WRITTEN TASK A:
Name every company and court that appears in the court passage below.

GIVEN PASSAGE:
==================================================
Triangle disputed, and still disputes, its suggested obligation to pay this sum on a number of grounds and has made no payment towards it. In consequence, Bovis has taken proceedings to enforce payment. For reasons that were not explained at the hearing, the chosen procedure was by way of a claim form issued under CPR Part 8 rather than under CPR Part 24 which is the usual Part used for adjudication enforcement proceedings. Since Triangle's registered office is located in St Helier, Jersey, permission to serve the proceedings in Jersey was obtained from the Technology and Construction Court on 20 September 2002. It was only at the hearing on 25 October 2002 that the parties' respective cases in favour of and against enforcement emerged.
==================================================
STORED DATA:
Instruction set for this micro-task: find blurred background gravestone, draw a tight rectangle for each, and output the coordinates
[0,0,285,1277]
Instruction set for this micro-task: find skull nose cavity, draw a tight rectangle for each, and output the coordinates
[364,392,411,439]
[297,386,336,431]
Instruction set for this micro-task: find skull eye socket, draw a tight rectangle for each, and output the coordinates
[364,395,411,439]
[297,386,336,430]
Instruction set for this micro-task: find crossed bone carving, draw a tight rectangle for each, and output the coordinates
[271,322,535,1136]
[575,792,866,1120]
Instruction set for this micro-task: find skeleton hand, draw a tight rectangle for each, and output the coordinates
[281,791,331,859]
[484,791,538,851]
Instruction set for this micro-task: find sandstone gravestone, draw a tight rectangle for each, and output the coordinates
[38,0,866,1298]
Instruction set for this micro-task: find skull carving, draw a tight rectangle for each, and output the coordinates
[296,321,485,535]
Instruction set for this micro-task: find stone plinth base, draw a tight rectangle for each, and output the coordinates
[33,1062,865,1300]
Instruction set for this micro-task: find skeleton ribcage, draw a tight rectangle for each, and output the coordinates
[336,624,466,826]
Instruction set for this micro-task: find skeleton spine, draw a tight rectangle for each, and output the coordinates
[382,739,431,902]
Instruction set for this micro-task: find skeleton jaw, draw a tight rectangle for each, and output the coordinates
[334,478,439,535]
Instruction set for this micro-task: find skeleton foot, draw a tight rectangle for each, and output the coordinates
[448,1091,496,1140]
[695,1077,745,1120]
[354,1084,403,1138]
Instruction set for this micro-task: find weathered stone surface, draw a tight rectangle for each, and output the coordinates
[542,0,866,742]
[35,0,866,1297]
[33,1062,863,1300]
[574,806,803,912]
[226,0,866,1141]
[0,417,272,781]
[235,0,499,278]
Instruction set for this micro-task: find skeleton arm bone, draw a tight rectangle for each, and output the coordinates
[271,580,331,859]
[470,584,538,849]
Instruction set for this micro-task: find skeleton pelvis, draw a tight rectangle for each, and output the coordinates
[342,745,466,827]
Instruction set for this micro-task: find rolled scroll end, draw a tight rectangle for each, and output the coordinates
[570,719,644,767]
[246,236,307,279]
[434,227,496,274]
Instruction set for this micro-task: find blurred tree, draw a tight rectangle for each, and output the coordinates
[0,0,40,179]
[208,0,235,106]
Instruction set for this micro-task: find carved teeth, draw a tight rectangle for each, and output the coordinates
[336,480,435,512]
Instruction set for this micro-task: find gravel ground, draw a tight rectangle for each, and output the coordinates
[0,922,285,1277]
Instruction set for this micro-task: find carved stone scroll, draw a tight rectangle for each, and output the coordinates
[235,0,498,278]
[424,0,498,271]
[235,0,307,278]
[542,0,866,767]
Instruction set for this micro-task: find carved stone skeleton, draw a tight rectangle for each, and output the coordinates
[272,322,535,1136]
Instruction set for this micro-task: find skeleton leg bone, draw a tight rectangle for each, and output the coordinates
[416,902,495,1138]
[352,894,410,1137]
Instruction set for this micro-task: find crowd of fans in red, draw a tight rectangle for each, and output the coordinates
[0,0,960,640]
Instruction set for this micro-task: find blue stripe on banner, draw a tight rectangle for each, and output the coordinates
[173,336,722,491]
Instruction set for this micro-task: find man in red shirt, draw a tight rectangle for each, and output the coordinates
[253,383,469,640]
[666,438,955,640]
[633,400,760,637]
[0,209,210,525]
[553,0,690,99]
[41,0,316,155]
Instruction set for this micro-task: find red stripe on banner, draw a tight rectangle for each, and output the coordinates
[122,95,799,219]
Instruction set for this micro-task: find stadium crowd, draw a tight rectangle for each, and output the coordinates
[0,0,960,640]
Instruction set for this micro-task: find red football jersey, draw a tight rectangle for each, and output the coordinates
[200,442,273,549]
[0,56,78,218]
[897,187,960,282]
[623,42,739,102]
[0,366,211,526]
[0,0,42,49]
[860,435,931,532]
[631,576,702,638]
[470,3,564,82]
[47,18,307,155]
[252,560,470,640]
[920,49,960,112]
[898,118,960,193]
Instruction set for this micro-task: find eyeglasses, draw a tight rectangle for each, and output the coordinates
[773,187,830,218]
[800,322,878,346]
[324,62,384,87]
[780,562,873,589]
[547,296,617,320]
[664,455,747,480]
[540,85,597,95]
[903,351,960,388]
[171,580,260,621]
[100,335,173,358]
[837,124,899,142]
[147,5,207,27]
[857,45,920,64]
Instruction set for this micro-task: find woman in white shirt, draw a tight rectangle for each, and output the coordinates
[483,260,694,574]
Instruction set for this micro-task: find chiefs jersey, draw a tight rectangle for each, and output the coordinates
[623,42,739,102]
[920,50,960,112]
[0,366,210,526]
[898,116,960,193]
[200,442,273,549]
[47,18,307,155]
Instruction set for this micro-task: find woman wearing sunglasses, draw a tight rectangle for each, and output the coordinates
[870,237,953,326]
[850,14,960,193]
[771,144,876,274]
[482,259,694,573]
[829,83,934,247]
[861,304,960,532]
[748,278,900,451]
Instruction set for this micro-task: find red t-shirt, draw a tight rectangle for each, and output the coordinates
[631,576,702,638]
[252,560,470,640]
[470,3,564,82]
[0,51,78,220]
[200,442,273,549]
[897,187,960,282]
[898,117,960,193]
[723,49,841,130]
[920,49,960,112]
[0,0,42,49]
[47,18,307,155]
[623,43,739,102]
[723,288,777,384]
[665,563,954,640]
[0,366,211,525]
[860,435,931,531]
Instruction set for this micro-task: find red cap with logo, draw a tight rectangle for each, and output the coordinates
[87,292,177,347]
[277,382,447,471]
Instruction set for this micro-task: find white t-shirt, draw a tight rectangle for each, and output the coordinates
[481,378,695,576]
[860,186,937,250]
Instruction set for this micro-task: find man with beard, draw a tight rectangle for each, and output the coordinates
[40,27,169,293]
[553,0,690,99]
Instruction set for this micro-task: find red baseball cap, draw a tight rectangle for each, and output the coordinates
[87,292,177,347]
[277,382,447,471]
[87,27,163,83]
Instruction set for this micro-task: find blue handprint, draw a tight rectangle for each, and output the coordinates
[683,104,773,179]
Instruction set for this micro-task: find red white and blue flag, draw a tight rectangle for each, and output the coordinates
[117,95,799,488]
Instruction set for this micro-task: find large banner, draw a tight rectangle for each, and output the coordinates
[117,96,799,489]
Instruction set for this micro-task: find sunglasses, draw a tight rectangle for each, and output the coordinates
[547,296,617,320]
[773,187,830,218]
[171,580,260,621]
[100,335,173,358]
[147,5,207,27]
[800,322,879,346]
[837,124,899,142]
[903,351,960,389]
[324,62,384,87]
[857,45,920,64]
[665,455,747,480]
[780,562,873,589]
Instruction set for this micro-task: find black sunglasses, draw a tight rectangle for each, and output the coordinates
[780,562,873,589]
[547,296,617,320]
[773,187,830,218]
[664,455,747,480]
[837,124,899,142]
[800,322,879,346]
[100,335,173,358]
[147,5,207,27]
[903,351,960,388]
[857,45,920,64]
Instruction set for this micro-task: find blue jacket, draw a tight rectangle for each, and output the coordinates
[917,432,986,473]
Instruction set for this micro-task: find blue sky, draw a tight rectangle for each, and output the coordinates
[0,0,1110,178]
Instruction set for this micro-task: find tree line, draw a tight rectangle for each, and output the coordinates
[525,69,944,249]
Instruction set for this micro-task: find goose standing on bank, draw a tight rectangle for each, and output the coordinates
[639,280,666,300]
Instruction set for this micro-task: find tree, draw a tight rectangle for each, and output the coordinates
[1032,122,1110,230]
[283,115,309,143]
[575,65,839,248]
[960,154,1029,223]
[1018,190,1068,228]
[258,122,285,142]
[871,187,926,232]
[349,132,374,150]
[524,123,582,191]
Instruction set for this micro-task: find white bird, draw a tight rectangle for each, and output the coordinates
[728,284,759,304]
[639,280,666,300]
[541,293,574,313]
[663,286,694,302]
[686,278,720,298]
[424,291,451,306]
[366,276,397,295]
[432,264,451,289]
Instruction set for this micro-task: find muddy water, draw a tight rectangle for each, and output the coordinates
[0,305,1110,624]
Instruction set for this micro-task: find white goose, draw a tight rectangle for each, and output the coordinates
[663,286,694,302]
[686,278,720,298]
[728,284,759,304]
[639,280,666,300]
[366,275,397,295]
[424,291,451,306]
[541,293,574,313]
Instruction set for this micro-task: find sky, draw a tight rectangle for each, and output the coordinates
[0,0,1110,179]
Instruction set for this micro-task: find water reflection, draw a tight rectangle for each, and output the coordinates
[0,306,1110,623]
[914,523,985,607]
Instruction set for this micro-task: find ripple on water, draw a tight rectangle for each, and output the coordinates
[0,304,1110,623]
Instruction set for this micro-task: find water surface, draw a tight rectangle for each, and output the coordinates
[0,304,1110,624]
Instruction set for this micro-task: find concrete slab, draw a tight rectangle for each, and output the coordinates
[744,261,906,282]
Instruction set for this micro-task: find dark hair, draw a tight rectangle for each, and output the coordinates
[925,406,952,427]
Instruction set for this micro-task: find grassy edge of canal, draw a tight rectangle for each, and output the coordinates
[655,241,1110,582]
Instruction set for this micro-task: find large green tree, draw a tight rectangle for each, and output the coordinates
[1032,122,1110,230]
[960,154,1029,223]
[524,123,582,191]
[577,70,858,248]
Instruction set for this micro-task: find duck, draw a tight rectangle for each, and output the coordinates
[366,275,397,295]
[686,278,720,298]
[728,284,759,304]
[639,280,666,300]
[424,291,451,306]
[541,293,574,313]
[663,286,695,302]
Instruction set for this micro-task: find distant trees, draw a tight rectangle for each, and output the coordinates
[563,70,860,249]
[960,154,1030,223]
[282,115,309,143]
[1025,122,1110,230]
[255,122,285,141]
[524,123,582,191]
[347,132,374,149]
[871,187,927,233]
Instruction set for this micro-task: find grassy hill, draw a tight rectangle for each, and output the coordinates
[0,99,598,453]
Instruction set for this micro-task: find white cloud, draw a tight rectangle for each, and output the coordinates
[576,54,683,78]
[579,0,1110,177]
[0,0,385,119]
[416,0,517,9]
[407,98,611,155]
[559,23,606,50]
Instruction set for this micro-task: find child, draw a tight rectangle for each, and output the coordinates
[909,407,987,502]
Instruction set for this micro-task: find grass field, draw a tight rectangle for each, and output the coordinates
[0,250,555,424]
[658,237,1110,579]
==================================================
WRITTEN TASK B:
Gather each line of the listing above that contains the string "skull".

WRITTEN REPLY A:
Triangle, Bovis, the Technology and Construction Court

WRITTEN REPLY B:
Instruction set for this micro-task: find skull nose cavity, draw a tight rectangle for each, and output the coordinates
Instruction set for this micro-task: find skull eye socket, draw a tight rectangle for each, and output the coordinates
Instruction set for this micro-task: find skull carving, draw a tight rectangle for each, and output the coordinates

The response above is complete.